OML 语法
本文基于源码 crates/wp-oml 的解析实现(winnow 解析器组合器)梳理了 OML 的实际可用语法,并以 EBNF 形式给出。词法细节(如数据类型、JSON 路径、SQL 运算符等)复用 wp_parser 与 wpl 的既有解析能力,本文在必要处做抽象约定。
相关实现入口:
crates/wp-oml/src/parser/oml_conf.rs、oml_aggregate.rs、match_prm.rs、map_prm.rs、pipe_prm.rs、sql_prm.rs、fmt_prm.rs等。
顶层结构
oml = header, sep_line, aggregate_items, [ sep_line, privacy_items ] ;
header = "name", ":", name, eol,
[ "rule", ":", rule_path, { rule_path }, eol ] ;
sep_line = "---" ;
name = path ; (* 例如: test *)
rule_path = wild_path ; (* 例如: wpx/abc, wpx/efg *)
aggregate_items = aggregate_item, { aggregate_item } ;
aggregate_item = target_list, "=", eval, ";" ;
target_list = target, { ",", target } ;
target = target_name, [ ":", data_type ] ;
target_name = wild_key | "_" ; (* 允许带通配符 '*';'_' 表示匿名/丢弃 *)
data_type = type_ident ; (* 复用 wpl::take_datatype: auto|ip|chars|digit|time|obj|array|... *)
求值(右侧表达式)

# # #

=== 必做任务 1 ===
请将记录中从包含“task: mark the region of the yellow fin”的那一行起一直到记录末尾的各行重新写出，把其中的“yellow fin”重命名为“orange fin”，其余内容保持不变，图片不要写进答案。
上方的文本与下方的记录彼此独立，互不相关。

# # #

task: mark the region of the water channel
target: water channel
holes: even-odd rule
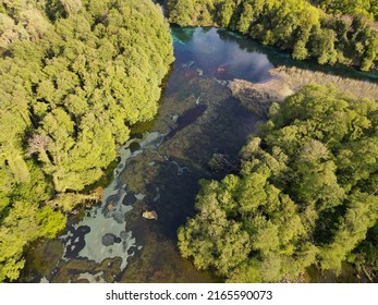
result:
[[[266,82],[278,65],[377,76],[296,62],[225,29],[173,27],[172,36],[175,62],[158,115],[119,148],[102,204],[72,217],[61,236],[28,252],[23,281],[220,281],[181,258],[175,232],[194,215],[198,180],[221,178],[208,169],[211,155],[236,158],[260,120],[231,96],[228,82]],[[155,210],[158,219],[143,218],[146,210]]]

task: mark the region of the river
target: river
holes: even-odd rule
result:
[[[259,118],[231,96],[233,78],[266,82],[291,65],[377,81],[377,74],[293,61],[288,53],[216,28],[172,27],[175,62],[153,122],[119,149],[100,205],[70,218],[56,240],[27,252],[24,282],[214,282],[181,258],[176,229],[194,215],[200,179],[215,152],[236,159]],[[155,210],[158,219],[142,217]]]

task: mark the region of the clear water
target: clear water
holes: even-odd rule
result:
[[[159,113],[119,149],[103,202],[70,221],[53,241],[27,253],[23,281],[211,282],[176,248],[176,230],[194,215],[199,179],[219,179],[207,167],[214,152],[231,158],[259,118],[230,94],[227,82],[265,82],[277,65],[295,65],[355,78],[374,73],[296,62],[273,48],[216,28],[172,28],[175,62]],[[157,220],[142,217],[155,210]]]

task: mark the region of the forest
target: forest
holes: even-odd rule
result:
[[[308,85],[275,102],[221,181],[203,180],[178,232],[199,269],[229,282],[297,282],[309,267],[378,269],[378,102]]]
[[[53,239],[133,126],[158,111],[169,23],[211,25],[297,60],[378,66],[378,1],[3,0],[0,4],[0,282]],[[237,170],[202,180],[183,257],[230,282],[300,281],[309,267],[378,270],[378,103],[309,85],[272,103]]]
[[[26,245],[97,198],[85,187],[157,113],[173,51],[149,0],[5,0],[0,54],[0,281],[11,281]]]
[[[228,27],[297,60],[377,69],[377,0],[167,0],[166,7],[180,26]]]

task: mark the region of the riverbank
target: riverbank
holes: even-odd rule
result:
[[[322,72],[297,68],[278,66],[269,71],[273,76],[268,82],[251,83],[234,80],[229,84],[232,95],[253,113],[266,117],[272,102],[281,102],[310,84],[334,86],[345,97],[378,99],[378,85]]]

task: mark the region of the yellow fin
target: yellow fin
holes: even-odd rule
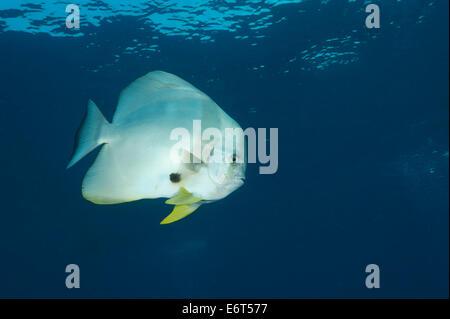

# # #

=== 必做任务 2 ===
请把上方关于 OML 语法的文本完整地原样输出一遍。

=== 完整解答 1 ===
task: mark the region of the orange fin
target: orange fin
holes: even-odd rule

=== 完整解答 2 ===
OML 语法
本文基于源码 crates/wp-oml 的解析实现(winnow 解析器组合器)梳理了 OML 的实际可用语法,并以 EBNF 形式给出。词法细节(如数据类型、JSON 路径、SQL 运算符等)复用 wp_parser 与 wpl 的既有解析能力,本文在必要处做抽象约定。
相关实现入口:
crates/wp-oml/src/parser/oml_conf.rs、oml_aggregate.rs、match_prm.rs、map_prm.rs、pipe_prm.rs、sql_prm.rs、fmt_prm.rs等。
顶层结构
oml = header, sep_line, aggregate_items, [ sep_line, privacy_items ] ;
header = "name", ":", name, eol,
[ "rule", ":", rule_path, { rule_path }, eol ] ;
sep_line = "---" ;
name = path ; (* 例如: test *)
rule_path = wild_path ; (* 例如: wpx/abc, wpx/efg *)
aggregate_items = aggregate_item, { aggregate_item } ;
aggregate_item = target_list, "=", eval, ";" ;
target_list = target, { ",", target } ;
target = target_name, [ ":", data_type ] ;
target_name = wild_key | "_" ; (* 允许带通配符 '*';'_' 表示匿名/丢弃 *)
data_type = type_ident ; (* 复用 wpl::take_datatype: auto|ip|chars|digit|time|obj|array|... *)
求值(右侧表达式)